__WHAT TO DO__. Lines before the one containing "the small gray" are not copied; that line and every one after it, through the end of the material below, are printed exactly, without pictures.

---

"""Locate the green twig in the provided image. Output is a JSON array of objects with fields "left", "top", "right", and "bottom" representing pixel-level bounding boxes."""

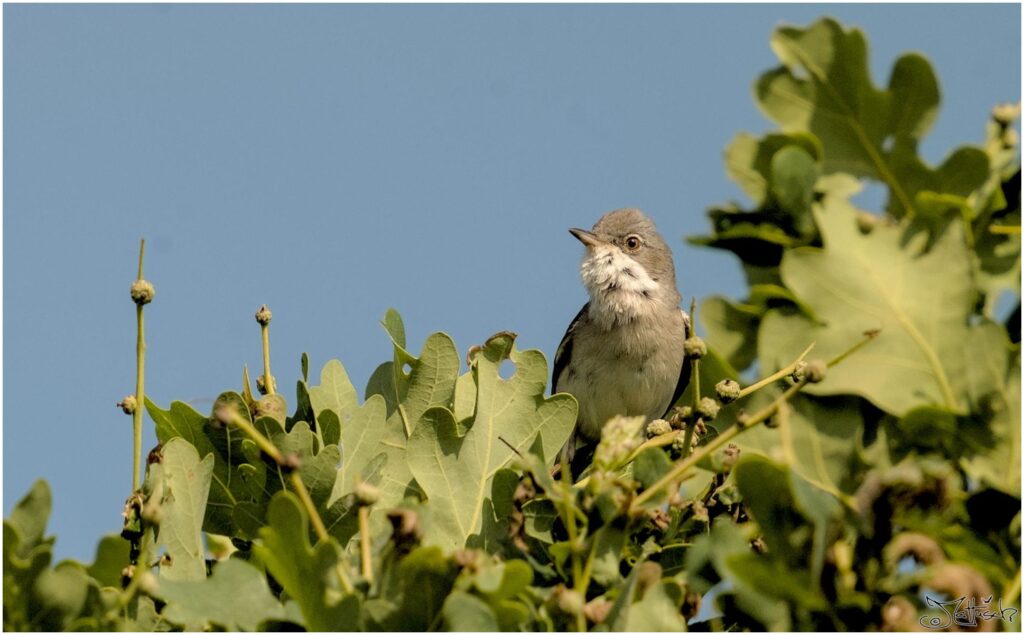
[
  {"left": 990, "top": 224, "right": 1021, "bottom": 235},
  {"left": 106, "top": 528, "right": 153, "bottom": 621},
  {"left": 738, "top": 342, "right": 815, "bottom": 399},
  {"left": 219, "top": 408, "right": 339, "bottom": 565},
  {"left": 132, "top": 239, "right": 147, "bottom": 492},
  {"left": 827, "top": 330, "right": 879, "bottom": 368},
  {"left": 358, "top": 495, "right": 374, "bottom": 585},
  {"left": 631, "top": 377, "right": 810, "bottom": 512},
  {"left": 261, "top": 324, "right": 274, "bottom": 396},
  {"left": 679, "top": 298, "right": 702, "bottom": 458},
  {"left": 558, "top": 460, "right": 586, "bottom": 632},
  {"left": 1002, "top": 567, "right": 1021, "bottom": 610}
]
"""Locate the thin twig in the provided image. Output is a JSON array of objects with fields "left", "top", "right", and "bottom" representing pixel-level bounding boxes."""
[
  {"left": 631, "top": 377, "right": 810, "bottom": 511},
  {"left": 261, "top": 323, "right": 274, "bottom": 396},
  {"left": 737, "top": 342, "right": 815, "bottom": 399},
  {"left": 132, "top": 239, "right": 147, "bottom": 492},
  {"left": 679, "top": 298, "right": 702, "bottom": 458},
  {"left": 827, "top": 330, "right": 879, "bottom": 368},
  {"left": 558, "top": 460, "right": 586, "bottom": 632}
]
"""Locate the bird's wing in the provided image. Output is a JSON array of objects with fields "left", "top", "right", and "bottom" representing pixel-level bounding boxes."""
[
  {"left": 552, "top": 303, "right": 589, "bottom": 393},
  {"left": 665, "top": 308, "right": 692, "bottom": 415}
]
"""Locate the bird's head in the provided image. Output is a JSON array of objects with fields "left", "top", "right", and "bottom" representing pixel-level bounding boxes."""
[{"left": 571, "top": 208, "right": 680, "bottom": 324}]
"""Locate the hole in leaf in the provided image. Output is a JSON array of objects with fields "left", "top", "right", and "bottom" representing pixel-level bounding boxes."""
[
  {"left": 849, "top": 181, "right": 888, "bottom": 213},
  {"left": 402, "top": 362, "right": 413, "bottom": 375},
  {"left": 882, "top": 135, "right": 895, "bottom": 153},
  {"left": 499, "top": 359, "right": 516, "bottom": 380}
]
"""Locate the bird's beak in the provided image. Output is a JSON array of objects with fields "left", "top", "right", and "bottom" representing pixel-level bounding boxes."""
[{"left": 569, "top": 228, "right": 606, "bottom": 249}]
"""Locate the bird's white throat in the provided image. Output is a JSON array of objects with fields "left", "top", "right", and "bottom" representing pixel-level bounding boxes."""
[{"left": 580, "top": 245, "right": 662, "bottom": 329}]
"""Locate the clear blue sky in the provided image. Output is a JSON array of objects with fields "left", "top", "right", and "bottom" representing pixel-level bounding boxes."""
[{"left": 4, "top": 3, "right": 1020, "bottom": 560}]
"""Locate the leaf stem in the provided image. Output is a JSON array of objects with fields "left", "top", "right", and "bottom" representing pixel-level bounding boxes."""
[{"left": 631, "top": 377, "right": 809, "bottom": 512}]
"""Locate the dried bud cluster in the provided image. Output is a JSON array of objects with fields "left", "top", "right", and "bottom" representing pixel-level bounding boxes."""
[
  {"left": 130, "top": 279, "right": 155, "bottom": 305},
  {"left": 118, "top": 395, "right": 138, "bottom": 415},
  {"left": 804, "top": 360, "right": 828, "bottom": 383},
  {"left": 696, "top": 397, "right": 720, "bottom": 421},
  {"left": 670, "top": 406, "right": 692, "bottom": 428},
  {"left": 683, "top": 336, "right": 706, "bottom": 359},
  {"left": 715, "top": 379, "right": 741, "bottom": 403},
  {"left": 255, "top": 304, "right": 272, "bottom": 326},
  {"left": 645, "top": 419, "right": 672, "bottom": 438},
  {"left": 555, "top": 587, "right": 584, "bottom": 616},
  {"left": 594, "top": 415, "right": 645, "bottom": 470}
]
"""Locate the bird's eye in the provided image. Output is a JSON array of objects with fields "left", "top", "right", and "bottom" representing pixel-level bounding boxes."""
[{"left": 624, "top": 235, "right": 642, "bottom": 252}]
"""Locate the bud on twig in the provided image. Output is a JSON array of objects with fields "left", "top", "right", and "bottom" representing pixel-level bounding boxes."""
[
  {"left": 715, "top": 379, "right": 741, "bottom": 403},
  {"left": 118, "top": 395, "right": 138, "bottom": 415},
  {"left": 255, "top": 304, "right": 272, "bottom": 326},
  {"left": 670, "top": 406, "right": 692, "bottom": 429},
  {"left": 683, "top": 336, "right": 707, "bottom": 359},
  {"left": 804, "top": 360, "right": 827, "bottom": 383},
  {"left": 130, "top": 279, "right": 155, "bottom": 305},
  {"left": 256, "top": 374, "right": 276, "bottom": 395},
  {"left": 645, "top": 419, "right": 672, "bottom": 438},
  {"left": 697, "top": 397, "right": 720, "bottom": 421},
  {"left": 556, "top": 587, "right": 585, "bottom": 616},
  {"left": 993, "top": 102, "right": 1021, "bottom": 126}
]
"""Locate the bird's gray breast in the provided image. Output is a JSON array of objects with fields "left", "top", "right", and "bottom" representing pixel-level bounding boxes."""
[{"left": 556, "top": 310, "right": 686, "bottom": 441}]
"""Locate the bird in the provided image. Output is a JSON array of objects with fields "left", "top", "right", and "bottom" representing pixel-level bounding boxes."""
[{"left": 552, "top": 208, "right": 690, "bottom": 475}]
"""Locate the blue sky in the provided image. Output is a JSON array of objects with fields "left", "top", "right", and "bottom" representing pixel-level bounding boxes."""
[{"left": 4, "top": 3, "right": 1020, "bottom": 560}]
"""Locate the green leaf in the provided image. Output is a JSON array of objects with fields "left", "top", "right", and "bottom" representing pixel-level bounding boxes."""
[
  {"left": 7, "top": 479, "right": 51, "bottom": 557},
  {"left": 366, "top": 545, "right": 457, "bottom": 630},
  {"left": 700, "top": 296, "right": 761, "bottom": 373},
  {"left": 157, "top": 559, "right": 288, "bottom": 631},
  {"left": 960, "top": 346, "right": 1021, "bottom": 495},
  {"left": 725, "top": 132, "right": 822, "bottom": 205},
  {"left": 734, "top": 455, "right": 839, "bottom": 587},
  {"left": 147, "top": 398, "right": 263, "bottom": 538},
  {"left": 306, "top": 360, "right": 391, "bottom": 507},
  {"left": 31, "top": 561, "right": 97, "bottom": 630},
  {"left": 756, "top": 18, "right": 988, "bottom": 218},
  {"left": 590, "top": 525, "right": 628, "bottom": 588},
  {"left": 623, "top": 580, "right": 686, "bottom": 631},
  {"left": 737, "top": 393, "right": 863, "bottom": 495},
  {"left": 3, "top": 482, "right": 56, "bottom": 631},
  {"left": 633, "top": 447, "right": 674, "bottom": 490},
  {"left": 759, "top": 195, "right": 994, "bottom": 417},
  {"left": 85, "top": 534, "right": 130, "bottom": 588},
  {"left": 152, "top": 438, "right": 214, "bottom": 582},
  {"left": 443, "top": 590, "right": 499, "bottom": 631},
  {"left": 407, "top": 332, "right": 577, "bottom": 550},
  {"left": 371, "top": 310, "right": 461, "bottom": 439},
  {"left": 770, "top": 145, "right": 820, "bottom": 235},
  {"left": 254, "top": 492, "right": 358, "bottom": 631},
  {"left": 605, "top": 562, "right": 685, "bottom": 631}
]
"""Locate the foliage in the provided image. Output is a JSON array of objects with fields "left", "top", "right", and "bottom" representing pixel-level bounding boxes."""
[{"left": 4, "top": 17, "right": 1020, "bottom": 632}]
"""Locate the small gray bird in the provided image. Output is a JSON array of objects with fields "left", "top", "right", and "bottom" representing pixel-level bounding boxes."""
[{"left": 553, "top": 208, "right": 690, "bottom": 472}]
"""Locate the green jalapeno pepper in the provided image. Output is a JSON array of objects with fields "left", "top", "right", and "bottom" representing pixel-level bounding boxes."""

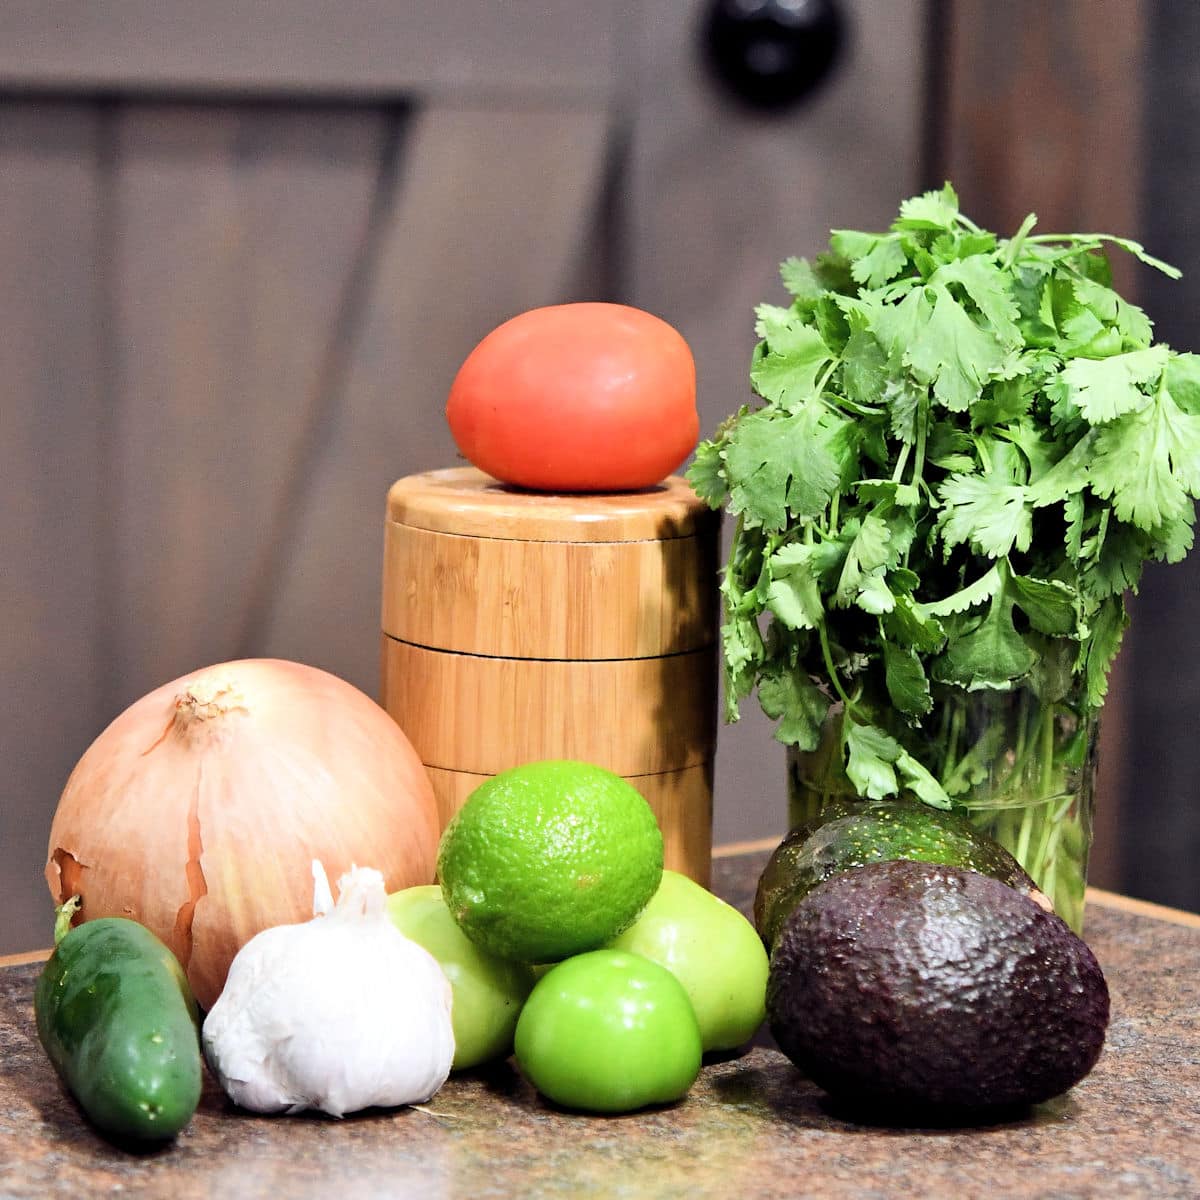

---

__EXERCISE SOLUTION__.
"""Locate the small gray bird in the provided image. Output is a JSON array of objects with fields "left", "top", "right", and "bottom" representing pixel-level bounding boxes."""
[{"left": 553, "top": 208, "right": 690, "bottom": 472}]
"""Locate the green jalapeno pepper in the provided image. Output is a JSON array of objects with fields "left", "top", "right", and "bottom" representing pixel-level bounding boxes."""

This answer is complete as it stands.